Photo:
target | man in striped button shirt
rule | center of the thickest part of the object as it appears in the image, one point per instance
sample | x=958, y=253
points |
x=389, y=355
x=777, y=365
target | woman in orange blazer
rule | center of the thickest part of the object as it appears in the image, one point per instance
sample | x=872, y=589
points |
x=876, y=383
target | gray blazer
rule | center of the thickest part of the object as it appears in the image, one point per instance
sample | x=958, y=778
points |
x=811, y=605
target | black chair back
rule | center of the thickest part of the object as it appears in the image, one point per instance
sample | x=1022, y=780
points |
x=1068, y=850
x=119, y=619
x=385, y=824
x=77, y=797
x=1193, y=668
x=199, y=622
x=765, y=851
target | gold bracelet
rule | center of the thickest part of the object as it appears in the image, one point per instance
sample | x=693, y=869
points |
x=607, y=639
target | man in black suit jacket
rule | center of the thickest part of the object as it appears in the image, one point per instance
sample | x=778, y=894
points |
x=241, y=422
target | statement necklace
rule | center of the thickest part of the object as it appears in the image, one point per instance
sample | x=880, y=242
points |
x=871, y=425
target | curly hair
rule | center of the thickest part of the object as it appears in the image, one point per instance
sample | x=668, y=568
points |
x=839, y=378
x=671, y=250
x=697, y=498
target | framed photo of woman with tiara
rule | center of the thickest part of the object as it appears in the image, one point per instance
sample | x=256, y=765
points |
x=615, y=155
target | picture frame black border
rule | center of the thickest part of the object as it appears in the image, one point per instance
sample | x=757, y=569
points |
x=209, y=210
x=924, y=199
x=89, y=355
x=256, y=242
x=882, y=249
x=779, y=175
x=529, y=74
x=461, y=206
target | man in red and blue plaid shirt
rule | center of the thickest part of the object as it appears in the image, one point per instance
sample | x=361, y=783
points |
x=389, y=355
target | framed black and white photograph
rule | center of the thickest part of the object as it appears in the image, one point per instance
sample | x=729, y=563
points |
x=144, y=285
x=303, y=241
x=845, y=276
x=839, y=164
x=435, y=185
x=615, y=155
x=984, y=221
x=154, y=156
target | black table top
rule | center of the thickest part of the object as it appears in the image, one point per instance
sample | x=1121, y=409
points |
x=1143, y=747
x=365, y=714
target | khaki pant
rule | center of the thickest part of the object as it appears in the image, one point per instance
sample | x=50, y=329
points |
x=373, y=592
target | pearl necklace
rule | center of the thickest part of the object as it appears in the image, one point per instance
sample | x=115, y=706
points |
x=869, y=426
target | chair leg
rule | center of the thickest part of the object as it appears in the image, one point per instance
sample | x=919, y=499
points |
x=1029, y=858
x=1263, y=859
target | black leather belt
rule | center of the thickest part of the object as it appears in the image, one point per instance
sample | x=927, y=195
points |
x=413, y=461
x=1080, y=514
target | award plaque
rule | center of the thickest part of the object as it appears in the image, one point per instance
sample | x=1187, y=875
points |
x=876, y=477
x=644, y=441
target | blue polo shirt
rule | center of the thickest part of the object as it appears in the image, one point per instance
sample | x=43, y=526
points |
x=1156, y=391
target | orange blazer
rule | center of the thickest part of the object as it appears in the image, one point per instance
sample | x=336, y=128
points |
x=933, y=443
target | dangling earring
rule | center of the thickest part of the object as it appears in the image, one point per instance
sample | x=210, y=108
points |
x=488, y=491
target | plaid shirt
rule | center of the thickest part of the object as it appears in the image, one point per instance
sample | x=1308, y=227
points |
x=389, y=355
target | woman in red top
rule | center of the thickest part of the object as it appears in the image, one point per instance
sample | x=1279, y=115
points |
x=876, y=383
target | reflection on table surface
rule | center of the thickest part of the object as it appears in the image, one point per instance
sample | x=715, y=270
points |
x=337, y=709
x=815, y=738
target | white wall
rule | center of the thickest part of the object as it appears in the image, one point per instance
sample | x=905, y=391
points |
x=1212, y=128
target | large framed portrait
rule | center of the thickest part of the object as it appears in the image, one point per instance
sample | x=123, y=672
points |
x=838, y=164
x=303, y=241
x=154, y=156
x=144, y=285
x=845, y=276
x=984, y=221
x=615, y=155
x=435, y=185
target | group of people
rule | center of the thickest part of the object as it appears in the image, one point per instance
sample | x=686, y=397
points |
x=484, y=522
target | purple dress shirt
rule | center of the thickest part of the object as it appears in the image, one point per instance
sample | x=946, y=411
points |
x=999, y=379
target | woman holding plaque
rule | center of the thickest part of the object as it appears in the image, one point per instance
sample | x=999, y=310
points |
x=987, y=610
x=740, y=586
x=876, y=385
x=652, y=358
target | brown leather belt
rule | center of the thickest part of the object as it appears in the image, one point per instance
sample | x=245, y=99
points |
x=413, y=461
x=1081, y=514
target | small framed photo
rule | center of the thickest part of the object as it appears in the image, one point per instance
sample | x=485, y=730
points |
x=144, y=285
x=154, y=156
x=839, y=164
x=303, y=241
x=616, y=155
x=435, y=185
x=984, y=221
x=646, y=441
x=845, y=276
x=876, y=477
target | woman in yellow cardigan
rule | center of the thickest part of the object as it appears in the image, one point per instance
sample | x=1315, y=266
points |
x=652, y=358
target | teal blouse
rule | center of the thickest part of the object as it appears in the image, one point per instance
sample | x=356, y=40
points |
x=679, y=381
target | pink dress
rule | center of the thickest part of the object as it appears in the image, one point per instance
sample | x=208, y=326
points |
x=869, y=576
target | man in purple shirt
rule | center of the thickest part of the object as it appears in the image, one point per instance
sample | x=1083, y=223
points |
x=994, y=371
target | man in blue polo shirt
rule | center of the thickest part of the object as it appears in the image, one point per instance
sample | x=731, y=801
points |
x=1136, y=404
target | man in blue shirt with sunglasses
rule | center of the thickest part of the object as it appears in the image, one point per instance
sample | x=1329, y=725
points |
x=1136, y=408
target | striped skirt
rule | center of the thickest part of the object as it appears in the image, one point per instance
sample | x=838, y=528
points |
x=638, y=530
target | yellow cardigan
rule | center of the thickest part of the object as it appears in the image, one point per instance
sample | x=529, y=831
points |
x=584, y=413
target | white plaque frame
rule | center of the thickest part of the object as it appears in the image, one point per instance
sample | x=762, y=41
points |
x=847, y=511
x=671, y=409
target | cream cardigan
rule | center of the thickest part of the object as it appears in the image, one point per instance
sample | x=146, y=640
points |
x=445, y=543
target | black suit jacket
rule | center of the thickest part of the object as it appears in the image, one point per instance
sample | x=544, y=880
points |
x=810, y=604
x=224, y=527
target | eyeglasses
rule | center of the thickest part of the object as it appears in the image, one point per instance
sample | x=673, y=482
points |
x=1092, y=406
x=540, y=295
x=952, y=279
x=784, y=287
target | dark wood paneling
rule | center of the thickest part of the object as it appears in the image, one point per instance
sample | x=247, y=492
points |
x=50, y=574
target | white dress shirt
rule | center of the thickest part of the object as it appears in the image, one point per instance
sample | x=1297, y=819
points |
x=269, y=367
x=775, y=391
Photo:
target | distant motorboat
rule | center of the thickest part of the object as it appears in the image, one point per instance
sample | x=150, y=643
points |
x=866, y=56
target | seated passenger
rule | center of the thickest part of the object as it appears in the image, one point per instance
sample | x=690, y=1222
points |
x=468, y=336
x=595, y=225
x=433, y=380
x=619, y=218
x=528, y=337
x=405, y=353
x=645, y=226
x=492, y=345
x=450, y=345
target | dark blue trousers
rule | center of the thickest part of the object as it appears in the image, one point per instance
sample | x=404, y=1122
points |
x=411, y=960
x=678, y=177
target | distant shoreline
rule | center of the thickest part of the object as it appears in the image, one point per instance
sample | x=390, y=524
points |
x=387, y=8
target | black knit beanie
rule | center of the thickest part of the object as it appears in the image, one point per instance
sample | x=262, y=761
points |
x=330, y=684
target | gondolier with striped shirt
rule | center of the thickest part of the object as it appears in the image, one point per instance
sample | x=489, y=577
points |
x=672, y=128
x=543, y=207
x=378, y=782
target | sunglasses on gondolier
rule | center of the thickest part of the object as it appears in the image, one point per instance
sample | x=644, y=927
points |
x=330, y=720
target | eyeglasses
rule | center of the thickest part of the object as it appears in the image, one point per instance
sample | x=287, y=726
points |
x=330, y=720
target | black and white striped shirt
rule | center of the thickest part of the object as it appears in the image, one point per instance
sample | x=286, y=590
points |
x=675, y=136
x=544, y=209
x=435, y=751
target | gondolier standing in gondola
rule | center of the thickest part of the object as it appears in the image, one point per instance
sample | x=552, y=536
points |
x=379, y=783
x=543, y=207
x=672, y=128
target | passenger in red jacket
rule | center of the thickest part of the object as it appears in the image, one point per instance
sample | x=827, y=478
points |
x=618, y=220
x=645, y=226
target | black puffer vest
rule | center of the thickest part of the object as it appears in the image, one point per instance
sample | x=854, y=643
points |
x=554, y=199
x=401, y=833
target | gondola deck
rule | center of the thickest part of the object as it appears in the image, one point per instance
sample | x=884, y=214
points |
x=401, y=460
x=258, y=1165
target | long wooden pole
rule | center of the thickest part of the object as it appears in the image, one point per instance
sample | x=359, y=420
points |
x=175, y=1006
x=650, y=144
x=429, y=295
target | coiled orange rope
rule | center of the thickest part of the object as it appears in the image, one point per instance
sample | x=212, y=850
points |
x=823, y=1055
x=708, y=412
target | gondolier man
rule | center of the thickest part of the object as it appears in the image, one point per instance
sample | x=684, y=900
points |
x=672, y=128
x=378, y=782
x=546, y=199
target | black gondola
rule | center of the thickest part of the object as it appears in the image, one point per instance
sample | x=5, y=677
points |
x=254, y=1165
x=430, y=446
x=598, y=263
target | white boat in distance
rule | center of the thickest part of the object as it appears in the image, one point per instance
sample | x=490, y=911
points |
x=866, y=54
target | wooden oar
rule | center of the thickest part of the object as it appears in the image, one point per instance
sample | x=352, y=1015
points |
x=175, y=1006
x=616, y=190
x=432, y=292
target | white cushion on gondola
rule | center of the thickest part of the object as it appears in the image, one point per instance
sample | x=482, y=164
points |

====

Request:
Copy the lines above, from the line with "target | white plaque frame" to the line with "x=224, y=527", both included, without changing a character.

Solution to this task:
target | white plaque frame
rule | center of the thickest part of the object as it appears in the image, one point per instance
sample | x=762, y=41
points |
x=847, y=511
x=671, y=409
target | cream cardigan
rule | center of the thickest part of the object as it appears in the image, one point per instance
sample | x=146, y=640
points |
x=445, y=543
target | black suit jacket
rule | center of the thickest part of the object as it appears in the image, one point per instance
sample | x=544, y=880
points |
x=810, y=604
x=224, y=527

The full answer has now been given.